Prompt
Every record must be copied exactly. Leave nothing out.

#### Dataset entries ####

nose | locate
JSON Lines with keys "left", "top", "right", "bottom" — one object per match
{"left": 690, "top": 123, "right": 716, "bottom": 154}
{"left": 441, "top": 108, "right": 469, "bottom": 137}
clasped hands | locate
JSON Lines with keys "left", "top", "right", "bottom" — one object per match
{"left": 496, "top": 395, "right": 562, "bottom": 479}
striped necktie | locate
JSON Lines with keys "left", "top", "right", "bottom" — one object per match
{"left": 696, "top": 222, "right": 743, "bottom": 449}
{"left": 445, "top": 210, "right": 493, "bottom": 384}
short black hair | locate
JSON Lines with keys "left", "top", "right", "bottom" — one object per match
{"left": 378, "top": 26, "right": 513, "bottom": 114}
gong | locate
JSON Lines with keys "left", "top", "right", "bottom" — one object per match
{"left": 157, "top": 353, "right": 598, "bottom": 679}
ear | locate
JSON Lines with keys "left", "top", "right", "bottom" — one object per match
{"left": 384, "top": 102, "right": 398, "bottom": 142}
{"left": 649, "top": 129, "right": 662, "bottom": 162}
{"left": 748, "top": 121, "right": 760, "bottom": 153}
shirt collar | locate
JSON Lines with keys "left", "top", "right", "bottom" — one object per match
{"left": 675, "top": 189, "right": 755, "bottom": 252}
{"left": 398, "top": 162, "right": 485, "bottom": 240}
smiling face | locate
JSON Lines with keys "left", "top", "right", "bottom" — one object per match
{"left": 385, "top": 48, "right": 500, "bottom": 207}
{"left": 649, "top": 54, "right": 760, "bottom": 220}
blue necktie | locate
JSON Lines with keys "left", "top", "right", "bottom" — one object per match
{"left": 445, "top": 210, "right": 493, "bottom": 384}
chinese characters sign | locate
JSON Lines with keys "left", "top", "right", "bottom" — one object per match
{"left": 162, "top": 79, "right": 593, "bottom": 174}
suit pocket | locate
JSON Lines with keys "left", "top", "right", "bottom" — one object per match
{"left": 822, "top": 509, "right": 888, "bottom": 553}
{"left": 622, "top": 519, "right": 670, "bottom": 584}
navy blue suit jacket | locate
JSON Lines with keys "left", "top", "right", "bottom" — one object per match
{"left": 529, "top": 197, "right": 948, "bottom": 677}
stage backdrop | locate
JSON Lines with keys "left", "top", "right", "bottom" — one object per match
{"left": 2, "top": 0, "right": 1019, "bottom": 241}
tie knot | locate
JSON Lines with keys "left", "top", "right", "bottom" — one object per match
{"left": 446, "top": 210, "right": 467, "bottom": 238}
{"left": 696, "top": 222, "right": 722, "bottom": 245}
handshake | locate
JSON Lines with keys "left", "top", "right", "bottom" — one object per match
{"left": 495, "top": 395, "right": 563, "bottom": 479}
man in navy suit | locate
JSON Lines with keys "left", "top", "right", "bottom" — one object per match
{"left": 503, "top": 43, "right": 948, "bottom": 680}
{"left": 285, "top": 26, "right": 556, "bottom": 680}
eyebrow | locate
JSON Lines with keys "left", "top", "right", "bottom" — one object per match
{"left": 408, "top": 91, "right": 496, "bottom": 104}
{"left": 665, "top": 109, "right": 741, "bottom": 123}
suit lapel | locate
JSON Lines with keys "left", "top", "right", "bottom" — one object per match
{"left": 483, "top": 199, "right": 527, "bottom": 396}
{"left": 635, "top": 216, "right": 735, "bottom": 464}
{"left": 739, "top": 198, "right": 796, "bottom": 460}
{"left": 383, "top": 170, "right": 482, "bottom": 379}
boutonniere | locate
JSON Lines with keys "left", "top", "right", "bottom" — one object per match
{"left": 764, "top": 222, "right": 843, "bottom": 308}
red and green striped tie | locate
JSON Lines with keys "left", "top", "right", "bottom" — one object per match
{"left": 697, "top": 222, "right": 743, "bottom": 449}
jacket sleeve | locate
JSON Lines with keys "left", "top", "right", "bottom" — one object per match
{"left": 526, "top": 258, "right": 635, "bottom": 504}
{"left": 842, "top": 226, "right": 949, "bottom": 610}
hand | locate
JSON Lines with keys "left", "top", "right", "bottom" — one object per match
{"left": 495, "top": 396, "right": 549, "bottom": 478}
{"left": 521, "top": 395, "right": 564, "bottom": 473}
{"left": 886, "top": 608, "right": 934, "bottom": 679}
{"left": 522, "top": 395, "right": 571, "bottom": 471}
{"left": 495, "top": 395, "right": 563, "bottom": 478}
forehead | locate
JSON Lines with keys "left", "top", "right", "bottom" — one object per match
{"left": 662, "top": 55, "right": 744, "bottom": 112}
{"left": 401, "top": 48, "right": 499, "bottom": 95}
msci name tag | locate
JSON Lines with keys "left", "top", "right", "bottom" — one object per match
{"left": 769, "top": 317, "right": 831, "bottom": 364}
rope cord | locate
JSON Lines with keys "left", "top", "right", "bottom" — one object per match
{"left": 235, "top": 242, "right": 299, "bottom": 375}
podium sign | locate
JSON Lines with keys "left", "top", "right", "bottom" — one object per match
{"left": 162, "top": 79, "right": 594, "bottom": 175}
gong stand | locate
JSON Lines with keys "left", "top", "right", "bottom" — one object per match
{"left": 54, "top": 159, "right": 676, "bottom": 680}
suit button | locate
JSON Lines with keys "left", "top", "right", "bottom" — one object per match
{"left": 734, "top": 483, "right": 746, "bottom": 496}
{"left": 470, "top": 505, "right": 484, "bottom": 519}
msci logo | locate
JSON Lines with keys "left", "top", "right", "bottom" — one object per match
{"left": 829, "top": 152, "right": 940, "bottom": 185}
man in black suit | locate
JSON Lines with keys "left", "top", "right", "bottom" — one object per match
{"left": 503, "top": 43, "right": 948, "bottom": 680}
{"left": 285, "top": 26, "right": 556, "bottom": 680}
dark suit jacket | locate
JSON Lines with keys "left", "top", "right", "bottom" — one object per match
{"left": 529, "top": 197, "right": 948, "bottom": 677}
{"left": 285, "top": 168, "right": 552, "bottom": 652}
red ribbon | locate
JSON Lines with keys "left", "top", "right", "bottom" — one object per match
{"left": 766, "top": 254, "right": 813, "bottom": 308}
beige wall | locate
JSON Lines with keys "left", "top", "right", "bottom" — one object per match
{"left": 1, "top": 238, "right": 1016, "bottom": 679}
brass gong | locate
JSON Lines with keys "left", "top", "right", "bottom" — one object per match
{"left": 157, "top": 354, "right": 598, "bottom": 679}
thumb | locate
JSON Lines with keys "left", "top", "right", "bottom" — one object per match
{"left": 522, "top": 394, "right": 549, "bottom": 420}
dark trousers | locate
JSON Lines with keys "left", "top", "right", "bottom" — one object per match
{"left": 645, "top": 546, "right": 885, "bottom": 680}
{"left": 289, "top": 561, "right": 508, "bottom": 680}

####

Result of the task
nose | locate
JSON Lines with keys "left", "top", "right", "bottom" — one object per match
{"left": 690, "top": 123, "right": 716, "bottom": 154}
{"left": 441, "top": 108, "right": 469, "bottom": 137}
clasped hands | locate
JSON Lines with keys "left", "top", "right", "bottom" — one object per match
{"left": 496, "top": 395, "right": 562, "bottom": 479}
striped necktie | locate
JSON Lines with keys "left", "top", "right", "bottom" — one object per match
{"left": 696, "top": 222, "right": 743, "bottom": 449}
{"left": 445, "top": 210, "right": 493, "bottom": 384}
short black hair | locate
JSON Lines with keys "left", "top", "right", "bottom" — one object per match
{"left": 378, "top": 26, "right": 513, "bottom": 114}
gong | locate
JSON Lines with keys "left", "top", "right", "bottom" — one object per match
{"left": 157, "top": 353, "right": 598, "bottom": 679}
ear | locate
JSON Lines with keys "left", "top", "right", "bottom" — one object per match
{"left": 384, "top": 102, "right": 398, "bottom": 142}
{"left": 649, "top": 129, "right": 662, "bottom": 162}
{"left": 748, "top": 121, "right": 760, "bottom": 153}
shirt collar | locate
JSON Lines with keys "left", "top", "right", "bottom" — one object per match
{"left": 675, "top": 189, "right": 755, "bottom": 252}
{"left": 398, "top": 162, "right": 485, "bottom": 240}
smiling face | locate
JSON Lines with keys "left", "top", "right", "bottom" — one object per match
{"left": 385, "top": 48, "right": 500, "bottom": 207}
{"left": 649, "top": 54, "right": 760, "bottom": 220}
blue necktie | locate
JSON Lines with keys "left", "top", "right", "bottom" — one object per match
{"left": 445, "top": 210, "right": 493, "bottom": 384}
chinese characters sign | locate
JSON Lines with keys "left", "top", "right", "bottom" — one object per match
{"left": 162, "top": 79, "right": 593, "bottom": 174}
suit pocket | locate
JSON Lines with keys "left", "top", "right", "bottom" — one object per match
{"left": 822, "top": 509, "right": 888, "bottom": 553}
{"left": 622, "top": 519, "right": 670, "bottom": 584}
navy blue suit jacket | locate
JSON Lines with keys "left", "top", "right", "bottom" — one object per match
{"left": 529, "top": 197, "right": 948, "bottom": 677}
stage backdrop | locate
JSON Lines with keys "left", "top", "right", "bottom" — one object per match
{"left": 2, "top": 0, "right": 1019, "bottom": 241}
tie knot | locate
JSON Lines with keys "left", "top", "right", "bottom" — one object per match
{"left": 446, "top": 210, "right": 467, "bottom": 238}
{"left": 696, "top": 222, "right": 722, "bottom": 245}
handshake | locate
JSON Lines with keys "left", "top", "right", "bottom" — one object per match
{"left": 495, "top": 395, "right": 563, "bottom": 479}
man in navy suit | locate
JSON Lines with keys "left", "top", "right", "bottom" — one object per match
{"left": 503, "top": 43, "right": 948, "bottom": 680}
{"left": 285, "top": 26, "right": 556, "bottom": 680}
eyebrow | locate
JSON Lines with keys "left", "top", "right", "bottom" — one object per match
{"left": 408, "top": 91, "right": 496, "bottom": 104}
{"left": 665, "top": 109, "right": 741, "bottom": 123}
suit lapel | locate
JSON Lines with keys "left", "top", "right", "bottom" — one object per match
{"left": 483, "top": 199, "right": 527, "bottom": 396}
{"left": 635, "top": 216, "right": 735, "bottom": 464}
{"left": 739, "top": 198, "right": 796, "bottom": 460}
{"left": 383, "top": 170, "right": 482, "bottom": 379}
boutonniere | locate
JSON Lines with keys "left", "top", "right", "bottom" — one object per match
{"left": 764, "top": 222, "right": 843, "bottom": 308}
red and green striped tie | locate
JSON Lines with keys "left", "top", "right", "bottom" — one object per match
{"left": 697, "top": 222, "right": 743, "bottom": 449}
jacket sleeve | locate
JSON Lines with keys "left", "top", "right", "bottom" — one object per match
{"left": 526, "top": 258, "right": 635, "bottom": 504}
{"left": 842, "top": 226, "right": 949, "bottom": 610}
hand | locate
JSON Lines with keys "left", "top", "right", "bottom" — one object per match
{"left": 495, "top": 396, "right": 549, "bottom": 478}
{"left": 521, "top": 395, "right": 564, "bottom": 473}
{"left": 886, "top": 608, "right": 934, "bottom": 679}
{"left": 522, "top": 395, "right": 571, "bottom": 471}
{"left": 495, "top": 395, "right": 563, "bottom": 478}
forehead | locate
JSON Lines with keys "left", "top", "right", "bottom" — one object per match
{"left": 662, "top": 55, "right": 744, "bottom": 112}
{"left": 401, "top": 48, "right": 499, "bottom": 95}
msci name tag | locate
JSON Lines with keys "left", "top", "right", "bottom" — one object per match
{"left": 769, "top": 317, "right": 831, "bottom": 364}
rope cord | locate
JSON Lines with keys "left", "top", "right", "bottom" — one object per match
{"left": 235, "top": 242, "right": 299, "bottom": 375}
podium sign | locate
JSON Lines with keys "left", "top", "right", "bottom" — one object per match
{"left": 162, "top": 79, "right": 594, "bottom": 175}
gong stand | locate
JSON Lines with keys "left", "top", "right", "bottom" — one object per match
{"left": 54, "top": 159, "right": 676, "bottom": 680}
suit button | locate
JSON Lines with keys "left", "top", "right", "bottom" — one object per match
{"left": 734, "top": 483, "right": 746, "bottom": 496}
{"left": 470, "top": 505, "right": 484, "bottom": 519}
msci logo | locate
JSON Lines with keys "left", "top", "right", "bottom" — one object per match
{"left": 829, "top": 152, "right": 940, "bottom": 185}
man in black suit | locate
JSON Lines with keys "left", "top", "right", "bottom" — one object per match
{"left": 503, "top": 43, "right": 948, "bottom": 680}
{"left": 285, "top": 26, "right": 556, "bottom": 680}
dark suit jacket | locate
JSON Lines with keys "left", "top", "right", "bottom" — one object per match
{"left": 529, "top": 197, "right": 948, "bottom": 677}
{"left": 285, "top": 168, "right": 552, "bottom": 652}
red ribbon | locate
JSON Lines with keys "left", "top", "right", "bottom" — one object per match
{"left": 766, "top": 254, "right": 813, "bottom": 308}
beige wall | locate
JSON Lines with keys "left", "top", "right", "bottom" — one object per match
{"left": 1, "top": 238, "right": 1016, "bottom": 679}
brass gong | locate
JSON Lines with keys "left", "top", "right", "bottom" — one object per match
{"left": 157, "top": 354, "right": 598, "bottom": 679}
thumb | locate
JSON Lines with keys "left", "top", "right", "bottom" — one object per match
{"left": 522, "top": 394, "right": 549, "bottom": 420}
dark trousers | locate
JSON Lines with keys "left", "top", "right", "bottom" — one object per match
{"left": 645, "top": 546, "right": 885, "bottom": 680}
{"left": 289, "top": 561, "right": 508, "bottom": 680}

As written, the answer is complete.